**Your goal**
Filter the records for lines holding the string "wooden".
═════ Task material ═════
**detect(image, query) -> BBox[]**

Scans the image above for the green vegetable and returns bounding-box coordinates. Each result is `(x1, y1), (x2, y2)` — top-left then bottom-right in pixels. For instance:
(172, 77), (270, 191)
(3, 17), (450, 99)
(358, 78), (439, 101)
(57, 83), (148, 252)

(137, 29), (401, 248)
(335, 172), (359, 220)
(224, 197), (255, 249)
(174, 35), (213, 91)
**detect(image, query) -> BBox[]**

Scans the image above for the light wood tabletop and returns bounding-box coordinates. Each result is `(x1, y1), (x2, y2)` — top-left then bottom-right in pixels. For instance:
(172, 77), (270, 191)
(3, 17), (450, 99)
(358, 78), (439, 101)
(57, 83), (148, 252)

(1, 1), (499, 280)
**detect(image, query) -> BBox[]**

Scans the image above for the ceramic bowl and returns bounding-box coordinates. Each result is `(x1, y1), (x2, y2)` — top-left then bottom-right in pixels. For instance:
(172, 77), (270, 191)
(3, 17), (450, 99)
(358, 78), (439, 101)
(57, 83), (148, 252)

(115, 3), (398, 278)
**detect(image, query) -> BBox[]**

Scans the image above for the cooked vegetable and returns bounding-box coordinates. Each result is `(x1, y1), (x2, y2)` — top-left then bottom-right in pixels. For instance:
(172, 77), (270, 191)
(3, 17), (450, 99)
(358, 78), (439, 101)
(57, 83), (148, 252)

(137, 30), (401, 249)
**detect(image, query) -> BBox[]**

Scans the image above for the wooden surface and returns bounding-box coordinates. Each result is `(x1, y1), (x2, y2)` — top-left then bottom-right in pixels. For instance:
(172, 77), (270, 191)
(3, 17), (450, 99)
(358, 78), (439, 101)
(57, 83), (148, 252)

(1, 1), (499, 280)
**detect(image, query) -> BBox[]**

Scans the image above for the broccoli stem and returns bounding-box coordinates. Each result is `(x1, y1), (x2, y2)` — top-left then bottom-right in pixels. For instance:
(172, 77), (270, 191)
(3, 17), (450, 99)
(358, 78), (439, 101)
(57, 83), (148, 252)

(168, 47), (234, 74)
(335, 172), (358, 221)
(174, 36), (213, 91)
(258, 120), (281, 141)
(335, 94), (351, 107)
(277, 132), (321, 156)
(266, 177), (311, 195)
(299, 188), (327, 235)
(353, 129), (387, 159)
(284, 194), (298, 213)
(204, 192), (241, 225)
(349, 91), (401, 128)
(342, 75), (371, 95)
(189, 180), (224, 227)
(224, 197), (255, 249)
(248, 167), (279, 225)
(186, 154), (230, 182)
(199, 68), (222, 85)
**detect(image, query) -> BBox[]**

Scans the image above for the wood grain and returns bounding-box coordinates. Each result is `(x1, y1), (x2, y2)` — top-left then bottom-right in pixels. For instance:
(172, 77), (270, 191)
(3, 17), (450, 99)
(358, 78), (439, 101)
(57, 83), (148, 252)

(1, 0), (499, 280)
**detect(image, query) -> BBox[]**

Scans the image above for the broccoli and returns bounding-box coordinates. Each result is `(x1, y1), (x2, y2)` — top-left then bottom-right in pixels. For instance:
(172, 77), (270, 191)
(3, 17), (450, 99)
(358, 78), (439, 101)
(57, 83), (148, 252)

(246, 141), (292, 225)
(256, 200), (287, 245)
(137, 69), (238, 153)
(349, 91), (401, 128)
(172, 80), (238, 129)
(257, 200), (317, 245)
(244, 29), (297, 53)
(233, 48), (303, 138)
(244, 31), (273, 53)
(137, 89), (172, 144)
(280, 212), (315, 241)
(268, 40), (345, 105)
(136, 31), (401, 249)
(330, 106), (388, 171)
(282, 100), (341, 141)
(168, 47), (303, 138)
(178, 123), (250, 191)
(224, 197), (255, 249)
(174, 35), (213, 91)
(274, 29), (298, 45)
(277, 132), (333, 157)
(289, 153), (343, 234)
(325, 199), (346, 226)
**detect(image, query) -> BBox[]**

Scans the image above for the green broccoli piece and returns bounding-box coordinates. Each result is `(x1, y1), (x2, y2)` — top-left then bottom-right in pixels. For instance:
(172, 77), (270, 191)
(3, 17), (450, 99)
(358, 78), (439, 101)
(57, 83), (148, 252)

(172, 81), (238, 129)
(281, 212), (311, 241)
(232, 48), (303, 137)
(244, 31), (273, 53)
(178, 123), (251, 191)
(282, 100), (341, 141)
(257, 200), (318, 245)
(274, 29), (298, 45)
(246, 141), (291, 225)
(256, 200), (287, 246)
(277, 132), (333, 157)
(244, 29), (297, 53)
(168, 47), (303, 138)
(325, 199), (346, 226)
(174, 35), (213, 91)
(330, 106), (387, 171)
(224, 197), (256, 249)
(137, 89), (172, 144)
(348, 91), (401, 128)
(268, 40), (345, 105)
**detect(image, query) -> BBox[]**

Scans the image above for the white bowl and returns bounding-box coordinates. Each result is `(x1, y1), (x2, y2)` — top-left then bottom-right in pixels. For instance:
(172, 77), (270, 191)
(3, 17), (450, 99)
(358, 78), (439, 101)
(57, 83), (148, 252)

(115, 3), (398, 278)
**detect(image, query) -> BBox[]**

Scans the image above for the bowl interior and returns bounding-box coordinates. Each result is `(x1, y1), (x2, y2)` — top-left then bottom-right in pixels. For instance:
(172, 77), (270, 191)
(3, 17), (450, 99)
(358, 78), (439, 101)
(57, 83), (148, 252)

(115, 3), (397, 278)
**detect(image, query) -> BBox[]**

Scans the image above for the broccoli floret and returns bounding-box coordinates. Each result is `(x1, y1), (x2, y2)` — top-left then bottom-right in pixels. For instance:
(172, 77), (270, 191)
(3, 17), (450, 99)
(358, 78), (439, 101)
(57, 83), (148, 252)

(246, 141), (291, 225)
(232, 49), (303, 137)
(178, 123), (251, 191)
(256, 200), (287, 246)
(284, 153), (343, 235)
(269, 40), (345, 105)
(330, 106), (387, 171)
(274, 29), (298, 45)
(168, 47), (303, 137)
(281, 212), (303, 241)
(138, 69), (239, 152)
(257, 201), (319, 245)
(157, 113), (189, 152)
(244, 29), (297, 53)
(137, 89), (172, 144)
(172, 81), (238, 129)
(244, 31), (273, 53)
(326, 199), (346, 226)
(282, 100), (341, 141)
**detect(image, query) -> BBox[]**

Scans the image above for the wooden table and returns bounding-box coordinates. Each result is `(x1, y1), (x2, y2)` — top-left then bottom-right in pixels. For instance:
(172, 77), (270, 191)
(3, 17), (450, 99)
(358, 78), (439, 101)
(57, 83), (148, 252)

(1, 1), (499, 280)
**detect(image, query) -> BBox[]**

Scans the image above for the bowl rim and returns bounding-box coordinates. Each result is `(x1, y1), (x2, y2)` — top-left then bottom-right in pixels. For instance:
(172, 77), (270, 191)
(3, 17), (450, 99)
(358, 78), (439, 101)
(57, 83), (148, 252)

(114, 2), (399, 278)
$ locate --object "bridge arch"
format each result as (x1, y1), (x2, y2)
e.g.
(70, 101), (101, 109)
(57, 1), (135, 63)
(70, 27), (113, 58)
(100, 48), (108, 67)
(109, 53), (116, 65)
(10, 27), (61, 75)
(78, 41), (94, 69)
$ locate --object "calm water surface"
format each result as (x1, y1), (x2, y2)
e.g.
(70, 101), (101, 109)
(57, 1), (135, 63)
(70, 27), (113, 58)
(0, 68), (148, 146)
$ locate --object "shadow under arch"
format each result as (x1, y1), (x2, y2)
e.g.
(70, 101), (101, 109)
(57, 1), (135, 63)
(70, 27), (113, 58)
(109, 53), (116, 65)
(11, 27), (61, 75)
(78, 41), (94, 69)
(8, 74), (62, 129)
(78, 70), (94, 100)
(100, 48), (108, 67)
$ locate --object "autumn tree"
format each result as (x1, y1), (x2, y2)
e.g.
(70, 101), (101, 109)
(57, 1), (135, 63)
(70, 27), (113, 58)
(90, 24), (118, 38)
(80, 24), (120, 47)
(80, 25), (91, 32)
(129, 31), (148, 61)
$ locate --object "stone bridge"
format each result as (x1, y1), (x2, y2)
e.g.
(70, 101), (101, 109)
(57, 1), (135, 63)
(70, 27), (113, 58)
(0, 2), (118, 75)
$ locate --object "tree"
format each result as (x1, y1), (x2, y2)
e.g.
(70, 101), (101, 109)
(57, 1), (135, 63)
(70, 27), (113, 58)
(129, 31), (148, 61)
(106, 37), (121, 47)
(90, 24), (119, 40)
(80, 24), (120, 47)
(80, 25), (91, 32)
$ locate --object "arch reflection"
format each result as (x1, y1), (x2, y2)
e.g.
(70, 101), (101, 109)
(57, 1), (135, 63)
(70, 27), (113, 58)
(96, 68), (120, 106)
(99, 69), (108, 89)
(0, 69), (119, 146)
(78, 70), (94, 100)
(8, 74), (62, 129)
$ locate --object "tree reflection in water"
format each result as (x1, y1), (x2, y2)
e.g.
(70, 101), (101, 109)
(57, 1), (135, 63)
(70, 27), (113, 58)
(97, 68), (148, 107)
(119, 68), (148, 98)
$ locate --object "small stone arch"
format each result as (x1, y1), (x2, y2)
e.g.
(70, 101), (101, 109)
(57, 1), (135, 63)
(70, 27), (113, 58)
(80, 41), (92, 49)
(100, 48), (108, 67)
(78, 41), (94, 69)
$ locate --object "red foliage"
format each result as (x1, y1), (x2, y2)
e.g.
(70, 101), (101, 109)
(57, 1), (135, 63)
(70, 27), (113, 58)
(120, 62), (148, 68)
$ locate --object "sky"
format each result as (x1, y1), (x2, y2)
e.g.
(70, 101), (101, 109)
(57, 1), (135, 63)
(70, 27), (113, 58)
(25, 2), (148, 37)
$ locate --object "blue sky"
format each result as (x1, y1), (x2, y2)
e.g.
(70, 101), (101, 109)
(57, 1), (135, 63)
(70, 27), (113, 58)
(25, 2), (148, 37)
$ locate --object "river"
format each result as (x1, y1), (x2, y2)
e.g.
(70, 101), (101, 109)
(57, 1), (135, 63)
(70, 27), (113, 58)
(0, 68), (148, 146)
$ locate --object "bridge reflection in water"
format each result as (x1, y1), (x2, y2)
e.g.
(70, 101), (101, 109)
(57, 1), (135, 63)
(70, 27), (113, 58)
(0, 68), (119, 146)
═════
**Task output**
Scans the image above for the wooden surface and returns bounding-box coordinates. Each result is `(x1, y1), (x2, y2)` — top-left then bottom-right in pixels. For instance:
Scans the image above for the wooden table and returns bounding-box coordinates. Each result is `(x1, y1), (x2, y2)` — top-left then bottom-right in pixels. For instance:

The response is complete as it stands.